Your goal: Convert every line of the entries below into a JSON list of strings, with one string per line and no blank lines. Leave the pictures out of your answer.

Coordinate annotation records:

##########

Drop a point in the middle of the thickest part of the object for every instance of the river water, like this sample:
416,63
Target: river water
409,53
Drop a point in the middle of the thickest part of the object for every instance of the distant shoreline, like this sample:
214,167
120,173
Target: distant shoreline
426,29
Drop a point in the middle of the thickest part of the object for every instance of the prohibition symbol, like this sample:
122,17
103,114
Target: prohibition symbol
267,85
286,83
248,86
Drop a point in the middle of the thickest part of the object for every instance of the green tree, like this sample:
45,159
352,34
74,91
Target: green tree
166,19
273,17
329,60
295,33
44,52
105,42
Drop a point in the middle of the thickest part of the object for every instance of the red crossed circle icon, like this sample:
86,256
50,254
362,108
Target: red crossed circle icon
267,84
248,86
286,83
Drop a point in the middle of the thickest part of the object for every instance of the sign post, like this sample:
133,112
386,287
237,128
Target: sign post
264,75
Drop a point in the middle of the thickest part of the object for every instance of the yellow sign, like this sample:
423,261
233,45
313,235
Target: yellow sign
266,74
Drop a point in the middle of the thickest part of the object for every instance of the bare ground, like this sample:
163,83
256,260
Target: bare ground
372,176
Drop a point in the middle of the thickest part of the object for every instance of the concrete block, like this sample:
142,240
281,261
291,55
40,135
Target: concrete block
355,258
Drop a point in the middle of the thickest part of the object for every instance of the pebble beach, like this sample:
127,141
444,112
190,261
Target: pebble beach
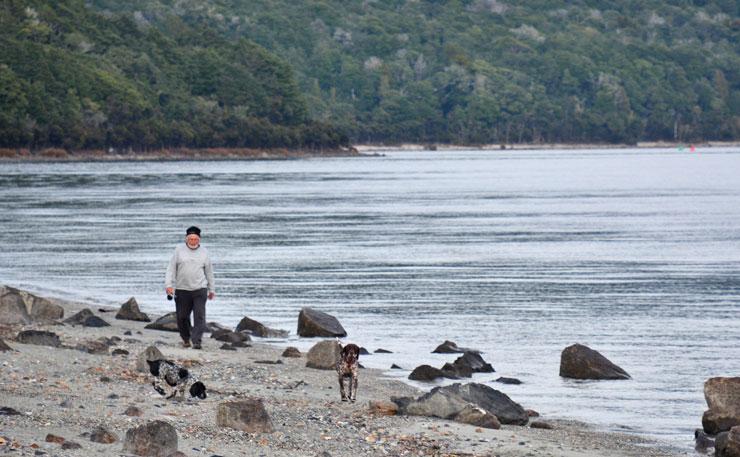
65,395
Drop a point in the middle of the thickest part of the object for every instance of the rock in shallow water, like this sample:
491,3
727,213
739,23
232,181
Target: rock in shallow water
313,323
581,362
246,415
153,439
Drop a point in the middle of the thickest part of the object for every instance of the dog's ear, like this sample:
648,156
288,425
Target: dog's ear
154,367
198,389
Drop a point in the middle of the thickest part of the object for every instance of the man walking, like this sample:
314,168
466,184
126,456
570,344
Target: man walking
190,279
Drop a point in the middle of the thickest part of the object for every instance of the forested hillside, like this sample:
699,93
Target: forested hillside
152,73
483,71
75,78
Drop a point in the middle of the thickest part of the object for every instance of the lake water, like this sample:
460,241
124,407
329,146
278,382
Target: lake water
635,253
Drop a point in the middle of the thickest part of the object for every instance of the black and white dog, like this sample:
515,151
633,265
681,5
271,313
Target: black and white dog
347,368
176,377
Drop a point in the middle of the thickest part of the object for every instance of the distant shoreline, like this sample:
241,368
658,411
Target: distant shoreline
175,154
379,148
359,150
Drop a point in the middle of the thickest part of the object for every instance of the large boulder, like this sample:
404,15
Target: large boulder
449,347
39,337
12,307
130,312
80,317
44,310
723,394
717,421
229,336
246,415
167,323
446,404
21,307
153,439
428,373
436,403
729,443
479,417
497,403
323,355
467,364
4,347
150,353
258,329
581,362
316,323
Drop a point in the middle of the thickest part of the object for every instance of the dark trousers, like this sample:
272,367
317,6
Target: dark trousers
191,301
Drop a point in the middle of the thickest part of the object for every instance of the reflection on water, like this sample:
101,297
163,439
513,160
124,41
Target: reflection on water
519,254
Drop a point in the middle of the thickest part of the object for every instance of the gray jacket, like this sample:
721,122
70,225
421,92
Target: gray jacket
190,269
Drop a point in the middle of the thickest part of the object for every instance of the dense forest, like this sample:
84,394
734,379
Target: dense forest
158,73
75,78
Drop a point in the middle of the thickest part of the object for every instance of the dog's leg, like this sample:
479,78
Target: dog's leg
157,387
353,386
341,387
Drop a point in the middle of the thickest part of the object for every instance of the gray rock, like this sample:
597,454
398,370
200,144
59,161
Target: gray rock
12,307
313,323
102,435
39,337
229,336
717,421
93,347
541,425
428,373
449,347
497,403
4,347
130,311
44,310
154,439
166,323
436,403
291,351
504,380
729,446
580,362
323,355
259,329
133,411
95,321
479,417
723,396
248,416
79,318
150,353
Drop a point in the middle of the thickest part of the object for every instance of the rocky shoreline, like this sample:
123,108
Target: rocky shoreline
83,394
175,154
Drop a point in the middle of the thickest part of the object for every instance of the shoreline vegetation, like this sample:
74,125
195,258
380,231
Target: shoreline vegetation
360,150
61,398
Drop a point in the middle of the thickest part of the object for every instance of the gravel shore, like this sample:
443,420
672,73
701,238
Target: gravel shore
70,393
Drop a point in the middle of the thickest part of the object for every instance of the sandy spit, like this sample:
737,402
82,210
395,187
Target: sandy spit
69,393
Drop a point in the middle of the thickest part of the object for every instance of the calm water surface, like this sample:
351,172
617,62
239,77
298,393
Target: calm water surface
635,253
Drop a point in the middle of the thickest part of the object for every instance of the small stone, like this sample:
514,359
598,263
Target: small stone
51,438
133,411
71,445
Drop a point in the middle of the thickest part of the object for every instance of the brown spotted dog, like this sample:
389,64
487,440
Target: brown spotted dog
347,367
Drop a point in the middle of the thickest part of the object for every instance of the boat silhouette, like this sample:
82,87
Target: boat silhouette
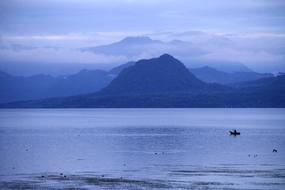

##########

Task response:
[
  "Drop a point in the middle of the thickest part of the object for every instance of the river water, like this sample:",
  "416,63",
  "Target: river water",
  "409,53",
  "Drop a point in the middle of the thickest part of the object for every instance of the distant shoreline, like this sample:",
  "214,167",
  "120,173",
  "Target: distant shoreline",
  "426,29",
  "Drop a point in the middle of the thickest part of the object for every instance of the prohibition symbol, like this sample:",
  "122,17",
  "103,114",
  "Target: prohibition symbol",
  "267,85",
  "286,83",
  "248,86",
  "Drop a point in the middle of the thickest part of the object for every instance of the green tree, like this sample:",
  "45,159",
  "352,34",
  "74,91",
  "Target: green tree",
  "166,19",
  "273,17",
  "329,60",
  "295,33",
  "44,52",
  "105,42",
  "Drop a point in the middle of the thickest part of the object for every instance of the red crossed circle icon, like this sample:",
  "86,256",
  "50,254",
  "362,108",
  "Target: red crossed circle icon",
  "267,84",
  "248,86",
  "286,83",
  "Drop a point in the middle of the thickest part of the object for every instance of the sign post, like this sample:",
  "133,112",
  "386,287",
  "237,128",
  "Target: sign post",
  "264,75",
  "Drop a point in the middle of the thickest part of the object for every instance of the yellow sign, like this sample:",
  "423,261",
  "233,45",
  "313,235",
  "Target: yellow sign",
  "266,74",
  "Drop a point in the middle of the thickest part of the object for every instance of the bare ground, like this sample:",
  "163,83",
  "256,260",
  "Target: bare ground",
  "372,176",
  "Drop a point in the middle of the thickest part of the object for every instance of the concrete block, like this sample:",
  "142,240",
  "281,261",
  "291,55",
  "40,135",
  "Target: concrete block",
  "355,258",
  "Drop a point in the middle of the thickest part of the object for every instance of the pebble beach, like this sample:",
  "127,141",
  "444,112",
  "190,261",
  "Target: pebble beach",
  "65,395",
  "Drop a point in the middle of the thickest part of the object for every instance of the rock in shallow water, like this sample:",
  "491,3",
  "727,213",
  "739,23",
  "232,181",
  "Target: rock in shallow water",
  "313,323",
  "581,362",
  "246,415",
  "153,439",
  "Drop a point in the middle of the thickest part of the object for every instance of the dog's ear, like this sample:",
  "648,156",
  "288,425",
  "Target: dog's ear",
  "154,367",
  "198,389",
  "Drop a point in the middle of the thickest part of the object for every instance of the man walking, like this sample:",
  "314,168",
  "466,184",
  "126,456",
  "570,344",
  "Target: man walking",
  "190,279",
  "Drop a point in the middle of the thickest part of the object for every instance of the forested hillside, like this sample:",
  "699,93",
  "Target: forested hillside",
  "152,73",
  "483,71",
  "75,78",
  "Drop a point in the middle of the thickest part of the object for every instance of the lake water, like this sample:",
  "460,241",
  "124,407",
  "329,146",
  "278,382",
  "Target: lake water",
  "635,253",
  "Drop a point in the middle of the thickest part of the object for every instance of the black and white dog, like this sample:",
  "515,151",
  "633,265",
  "681,5",
  "271,313",
  "Target: black and white dog",
  "347,368",
  "176,377",
  "Drop a point in the middle of the thickest part of the object for every instance of the distant shoreline, like this sample:",
  "241,368",
  "658,411",
  "Target: distant shoreline",
  "175,154",
  "379,148",
  "359,150",
  "Drop a point in the middle of the thickest part of the object for every instance of the large boulder, like this sample:",
  "404,15",
  "Target: large boulder",
  "449,347",
  "39,337",
  "12,307",
  "130,312",
  "80,317",
  "44,310",
  "723,394",
  "717,421",
  "229,336",
  "246,415",
  "167,323",
  "446,404",
  "21,307",
  "153,439",
  "428,373",
  "436,403",
  "729,443",
  "479,417",
  "497,403",
  "323,355",
  "467,364",
  "4,347",
  "150,353",
  "258,329",
  "581,362",
  "316,323",
  "Drop a point in the middle of the thickest part of the object for every instance of the dark trousers, like this sample:",
  "272,367",
  "317,6",
  "Target: dark trousers",
  "191,301",
  "Drop a point in the middle of the thickest part of the object for every instance of the reflection on water, like this sample:",
  "101,297",
  "163,439",
  "513,160",
  "124,41",
  "Target: reflection on water",
  "519,254",
  "Drop a point in the middle of the thickest part of the object for every instance of the gray jacket, like this sample:",
  "721,122",
  "70,225",
  "421,92",
  "Target: gray jacket",
  "190,269",
  "Drop a point in the middle of the thickest part of the object for every instance of the dense forest, like this sample:",
  "84,394",
  "734,379",
  "Target: dense forest",
  "158,73",
  "75,78",
  "Drop a point in the middle of the thickest part of the object for every instance of the dog's leg, like this sample:",
  "479,78",
  "Target: dog's leg",
  "157,387",
  "353,386",
  "341,387",
  "Drop a point in the middle of the thickest part of the object for every instance of the gray rock, like this sample:",
  "597,454",
  "398,370",
  "200,144",
  "59,161",
  "Target: gray rock",
  "12,307",
  "313,323",
  "102,435",
  "39,337",
  "229,336",
  "717,421",
  "93,347",
  "541,425",
  "428,373",
  "449,347",
  "497,403",
  "4,347",
  "130,311",
  "44,310",
  "154,439",
  "166,323",
  "436,403",
  "291,351",
  "504,380",
  "729,446",
  "580,362",
  "323,355",
  "259,329",
  "133,411",
  "95,321",
  "479,417",
  "723,396",
  "248,416",
  "79,318",
  "150,353",
  "Drop a point in the middle of the thickest part of the object for every instance of the rocky shoreline, like this sample:",
  "123,108",
  "Target: rocky shoreline",
  "83,394",
  "175,154",
  "Drop a point in the middle of the thickest part of the object for every instance of the shoreline vegetation, like this sample:",
  "74,125",
  "195,258",
  "380,231",
  "Target: shoreline vegetation",
  "360,150",
  "61,398",
  "Drop a point in the middle of the thickest part of the object for every instance of the gravel shore, like this sample:",
  "443,420",
  "672,73",
  "701,238",
  "Target: gravel shore",
  "70,393",
  "Drop a point in the middle of the thickest part of the object for every instance of the sandy spit, like this sample:",
  "737,402",
  "82,210",
  "395,187",
  "Target: sandy spit",
  "69,393",
  "Drop a point in the middle of the thickest part of the object for every instance of the calm water surface, like this sample:",
  "351,172",
  "617,62",
  "239,77",
  "298,393",
  "Target: calm water surface",
  "635,253",
  "Drop a point in the middle of the thickest part of the object for every instance of the small stone, like this sample:",
  "514,359",
  "598,263",
  "Target: small stone",
  "51,438",
  "133,411",
  "71,445",
  "Drop a point in the middle of the thickest part of the object for every instance of the brown spotted dog, like this sample:",
  "389,64",
  "487,440",
  "Target: brown spotted dog",
  "347,367",
  "Drop a point in the middle of the thickest part of the object for every instance of the boat silhouette, like this sample:",
  "82,87",
  "Target: boat silhouette"
]